▶ SOURCE EXCERPT
Writing philosophy is hard. It requires one to be clear and wise. It is hard enough to be one … but both? It is a lot tougher and a lot more complex than it appears when you aren't doing it.


So why do it? Ultimately this is the question asked by the masses for centuries. Why do certain people do what appears to be "over-thinking" when it just annoys the rest of us? This is why students, in the beginning hate critical thinking classes. This is why Socrates got sentenced to death. Annoyance.


The answer (though it is not specifically the topic here) is that our world demands a certain kind of complexity inherent in "process" thinking. Most of the world operates from "rote" thinking and because of this they don't want to see this truth and don't want to change. The morons basically fear the work necessary to match their brains to reality in such a way that things work. Because when you "process," things work. Reality becomes not your master, but your slave.


Writing philosophy is hard. I find myself being unclear when I don't know it. I try to be wise and I try to support some of my arguments without breaking rule #3 (don't support arguments that are self-evident, see Reid: the explanation is no better than the simple obviousness of the question ...) but even when wise I return to the writing to see that it was unclear or rushed.


If find myself lacking wisdom. Asking too many questions (another way of looking at what got Socrates killed) without enough answers eventually starts to look like a lack of wisdom. Perhaps humans by nature lack much of this wisdom and so what we are doing is just outlining this deficit. I also find that often philosophers create, or attempt to create wisdom, by using big words and phrases (see Heidegger and Deleuze, et al) and when (if ever) their text is understood, it really lacks meaning. See the joke about Continental Philosophy, that it takes years to understand that a single text can be boiled down to one sentence.


The challenge is then nearly insurmountable. Make writing clear and wise when 1) nobody else can, 2) history doesn't help because nobody has, and 3) your brain has a hard time self-analyzing.

▶ SET TASK 1
Echo the rows below word for word, starting with the first row and stopping after the line containing "[395,272,418,356]". Leave the pictures out.

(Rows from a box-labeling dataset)
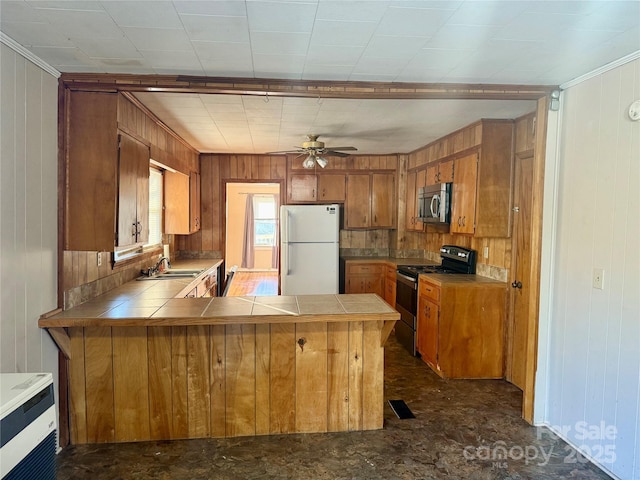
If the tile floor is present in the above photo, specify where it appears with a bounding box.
[53,336,609,480]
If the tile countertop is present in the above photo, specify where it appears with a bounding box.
[419,273,508,288]
[340,256,440,266]
[38,255,399,328]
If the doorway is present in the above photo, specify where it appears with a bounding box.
[225,182,280,295]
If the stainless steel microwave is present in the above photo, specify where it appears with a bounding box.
[418,183,452,225]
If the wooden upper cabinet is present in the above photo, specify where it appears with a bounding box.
[345,173,396,229]
[64,91,118,252]
[287,173,318,203]
[64,91,149,252]
[344,174,371,229]
[288,173,346,203]
[438,160,455,183]
[451,120,514,238]
[189,172,202,233]
[164,170,190,234]
[116,133,149,247]
[370,173,396,228]
[450,153,478,234]
[164,170,200,235]
[405,168,426,232]
[318,173,346,202]
[426,160,454,185]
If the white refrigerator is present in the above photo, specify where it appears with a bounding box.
[280,204,340,295]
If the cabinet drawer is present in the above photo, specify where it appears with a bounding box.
[347,263,383,275]
[418,280,440,302]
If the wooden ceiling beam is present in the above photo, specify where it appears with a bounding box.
[60,73,558,100]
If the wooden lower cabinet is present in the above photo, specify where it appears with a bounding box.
[384,265,396,308]
[345,262,385,298]
[68,316,384,444]
[416,275,507,378]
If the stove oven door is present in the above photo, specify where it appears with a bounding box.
[395,272,418,356]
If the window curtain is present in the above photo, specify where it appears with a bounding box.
[271,194,280,268]
[242,193,255,268]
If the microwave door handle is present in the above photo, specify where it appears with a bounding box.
[431,195,440,218]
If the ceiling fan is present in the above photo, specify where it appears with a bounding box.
[267,135,358,168]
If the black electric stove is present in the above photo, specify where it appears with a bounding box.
[397,245,476,279]
[395,245,476,356]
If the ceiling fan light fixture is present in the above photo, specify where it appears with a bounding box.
[316,157,329,168]
[302,154,316,168]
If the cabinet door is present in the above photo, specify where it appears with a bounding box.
[189,172,200,233]
[345,275,368,293]
[450,153,478,234]
[164,170,190,235]
[318,173,346,202]
[438,160,455,183]
[136,147,151,245]
[64,91,119,252]
[117,134,149,247]
[416,295,439,367]
[384,266,396,308]
[405,169,427,232]
[370,173,396,228]
[426,165,440,185]
[345,174,371,228]
[404,172,418,231]
[365,275,384,298]
[289,174,318,202]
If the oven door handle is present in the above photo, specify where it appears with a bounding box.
[396,272,418,290]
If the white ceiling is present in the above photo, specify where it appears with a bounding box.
[0,0,640,153]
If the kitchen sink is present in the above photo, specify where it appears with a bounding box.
[136,268,203,280]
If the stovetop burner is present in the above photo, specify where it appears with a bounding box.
[398,245,476,278]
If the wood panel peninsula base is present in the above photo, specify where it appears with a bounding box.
[39,294,399,444]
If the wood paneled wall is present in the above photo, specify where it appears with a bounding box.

▶ SET TASK 2
Duplicate the passage of the essay on writing philosophy that begins at the words "Writing philosophy is hard. It" and stops after "to death. Annoyance.".

▶ TASK ANSWER 1
If the tile floor is present in the above photo, specify where it appears with a bounding box.
[53,336,609,480]
If the tile countertop is present in the above photo, specify where it appears with a bounding box.
[419,273,508,288]
[340,256,440,266]
[38,255,399,328]
If the doorway is present in the above photo, specify where it appears with a bounding box.
[225,182,280,295]
If the stainless steel microwave is present in the above photo, specify where it appears with a bounding box.
[418,183,452,225]
If the wooden upper cabinet is present in the above photo, specify where it appears with a bounding box.
[345,173,396,229]
[64,91,118,252]
[287,173,318,203]
[64,91,149,252]
[344,174,371,229]
[288,173,346,203]
[438,160,455,183]
[451,120,514,238]
[189,172,202,233]
[164,170,190,234]
[116,133,149,247]
[370,173,396,228]
[450,153,478,234]
[164,170,200,235]
[405,168,426,232]
[318,173,346,202]
[426,160,454,185]
If the white refrigerator is present in the above photo, specify where it appears with a bounding box.
[280,204,340,295]
If the cabinet drawer is present in the above photo, specify where it appears with a bounding box.
[347,263,383,275]
[418,280,440,302]
If the wooden ceiling beam is present in the above photo, specify where it appears with a bounding box.
[60,73,558,100]
If the wooden lower cabinet is present in the above photo, specify where it appears with a bounding box.
[384,265,396,308]
[345,262,385,298]
[68,316,384,444]
[416,275,507,378]
If the stove oven door is present in the above photo, specify where it appears with a bounding box.
[395,272,418,356]

▶ TASK ANSWER 2
Writing philosophy is hard. It requires one to be clear and wise. It is hard enough to be one … but both? It is a lot tougher and a lot more complex than it appears when you aren't doing it.


So why do it? Ultimately this is the question asked by the masses for centuries. Why do certain people do what appears to be "over-thinking" when it just annoys the rest of us? This is why students, in the beginning hate critical thinking classes. This is why Socrates got sentenced to death. Annoyance.